(Stored data entries)
═══

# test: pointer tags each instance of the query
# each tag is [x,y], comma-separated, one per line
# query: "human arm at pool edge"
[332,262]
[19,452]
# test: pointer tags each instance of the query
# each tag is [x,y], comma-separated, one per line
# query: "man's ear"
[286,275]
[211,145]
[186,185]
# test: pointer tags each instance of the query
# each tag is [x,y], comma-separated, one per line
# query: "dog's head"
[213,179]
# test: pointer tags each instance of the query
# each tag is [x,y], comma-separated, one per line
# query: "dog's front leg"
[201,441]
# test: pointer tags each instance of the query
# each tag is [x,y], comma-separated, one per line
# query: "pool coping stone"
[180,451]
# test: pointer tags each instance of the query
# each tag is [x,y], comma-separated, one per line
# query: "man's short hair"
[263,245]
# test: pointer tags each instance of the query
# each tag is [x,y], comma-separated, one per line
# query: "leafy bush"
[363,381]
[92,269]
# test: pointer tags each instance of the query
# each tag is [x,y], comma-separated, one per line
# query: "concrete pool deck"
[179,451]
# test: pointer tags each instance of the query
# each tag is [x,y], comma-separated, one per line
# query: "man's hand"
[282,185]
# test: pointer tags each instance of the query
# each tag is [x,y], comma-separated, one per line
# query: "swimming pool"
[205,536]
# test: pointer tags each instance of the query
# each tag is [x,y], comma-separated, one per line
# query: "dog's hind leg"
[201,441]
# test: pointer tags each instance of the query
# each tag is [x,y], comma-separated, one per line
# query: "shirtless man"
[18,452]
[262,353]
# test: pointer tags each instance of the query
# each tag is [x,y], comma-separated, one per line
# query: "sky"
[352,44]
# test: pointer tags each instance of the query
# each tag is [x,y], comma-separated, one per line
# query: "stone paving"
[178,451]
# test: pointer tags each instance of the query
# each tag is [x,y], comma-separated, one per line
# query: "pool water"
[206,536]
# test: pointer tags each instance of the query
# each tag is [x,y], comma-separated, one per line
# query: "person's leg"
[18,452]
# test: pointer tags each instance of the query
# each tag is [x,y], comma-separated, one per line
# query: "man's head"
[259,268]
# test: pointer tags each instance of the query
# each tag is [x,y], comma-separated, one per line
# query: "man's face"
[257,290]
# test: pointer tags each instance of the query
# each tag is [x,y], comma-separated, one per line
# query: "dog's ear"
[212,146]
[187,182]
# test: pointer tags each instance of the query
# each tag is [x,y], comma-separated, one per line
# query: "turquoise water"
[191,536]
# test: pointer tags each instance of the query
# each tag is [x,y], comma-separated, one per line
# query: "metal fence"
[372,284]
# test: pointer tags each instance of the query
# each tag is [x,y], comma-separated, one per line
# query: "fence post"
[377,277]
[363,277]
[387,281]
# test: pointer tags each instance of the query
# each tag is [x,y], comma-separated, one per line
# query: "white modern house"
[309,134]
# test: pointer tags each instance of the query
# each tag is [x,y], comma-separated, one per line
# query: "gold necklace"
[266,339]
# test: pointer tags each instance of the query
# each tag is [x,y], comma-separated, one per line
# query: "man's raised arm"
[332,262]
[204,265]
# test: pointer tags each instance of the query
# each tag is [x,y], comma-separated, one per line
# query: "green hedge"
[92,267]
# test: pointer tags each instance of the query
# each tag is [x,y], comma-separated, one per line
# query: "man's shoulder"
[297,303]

═══

▶ [WHAT NEEDS TO BE DONE]: Could every entry above be printed again, word for word?

▶ [TASK RESPONSE]:
# test: pointer tags each instance of the query
# each tag is [x,y], comma-separated, one per line
# query: "human arm at pool edge"
[332,262]
[19,452]
# test: pointer tags each instance of the query
# each tag is [x,y], comma-separated, one per line
# query: "man's ear"
[286,275]
[211,145]
[186,185]
# test: pointer tags each instance of the query
# each tag is [x,y], comma-separated, one per line
# query: "dog's head"
[213,179]
# test: pointer tags each instance of the query
# each tag is [x,y], comma-separated, one per line
# query: "dog's front leg"
[201,441]
# test: pointer tags each instance of the query
# each tag is [x,y], comma-separated, one per line
# query: "pool coping stone"
[180,451]
# test: pointer tags each instance of the query
# each tag is [x,y], comma-separated, one per line
# query: "man's short hair"
[263,245]
# test: pointer tags each instance of the query
# each tag is [x,y], comma-separated, one per line
# query: "leafy bush"
[363,381]
[92,269]
# test: pointer tags each instance of the query
# each tag is [x,y], comma-separated, one per line
# query: "concrete pool deck"
[179,451]
# test: pointer tags each instance of the query
# each tag is [x,y], comma-separated, one per line
# query: "man's hand"
[282,185]
# test: pointer tags each instance of the query
# each tag is [x,y], comma-separated, one per line
# query: "swimming pool"
[205,536]
# test: pointer tags each instance of the query
# each tag is [x,y], comma-separated, one per line
# query: "dog's hind leg"
[201,441]
# test: pointer tags each instance of the query
# each tag is [x,y], comma-separated, one per line
# query: "shirtless man"
[18,452]
[262,353]
# test: pointer tags each instance of the query
# each tag is [x,y], comma-separated, one per line
# query: "sky"
[352,44]
# test: pointer tags each instance of the query
# each tag is [x,y], comma-separated, one per line
# query: "stone paving"
[178,451]
# test: pointer tags each instance of the query
# each tag is [x,y], comma-separated, one per line
# query: "pool water"
[206,536]
# test: pointer tags each instance of the query
# each tag is [x,y], comma-separated, one per line
# query: "person's leg"
[18,452]
# test: pointer tags each instance of the query
# each tag is [x,y], comma-separated, one per line
# query: "man's head"
[259,268]
# test: pointer tags each instance of the query
# each tag is [x,y], comma-separated, one per line
# query: "man's face"
[257,290]
# test: pointer tags each instance of the query
# each tag is [x,y], comma-separated, one per line
# query: "dog's ear"
[212,146]
[187,182]
# test: pointer tags each instance of the query
# each tag is [x,y], comma-separated, one per line
# query: "turquoise water"
[191,536]
# test: pointer tags each instance of the query
# each tag is [x,y], comma-separated, one per line
# query: "metal fence"
[372,284]
# test: pointer tags each instance of the query
# each tag is [x,y], comma-separated, one per line
# query: "fence post"
[377,277]
[363,277]
[387,281]
# test: pointer tags each instance of the query
# each tag is [x,y], comma-separated, one per line
# query: "white modern house"
[309,134]
# test: pointer tags each instance of the query
# each tag is [x,y], comma-separated, one per line
# query: "gold necklace"
[266,339]
# test: pointer tags each instance of the query
# each tag is [x,y], comma-separated, one per line
# query: "man's raised arm"
[332,262]
[204,265]
# test: pointer tags each instance of the query
# each tag is [x,y], comma-separated, one per line
# query: "green hedge"
[92,267]
# test: pointer tags each instance of the query
# each tag is [x,y], comma-separated, one per line
# query: "man's shoulder"
[297,303]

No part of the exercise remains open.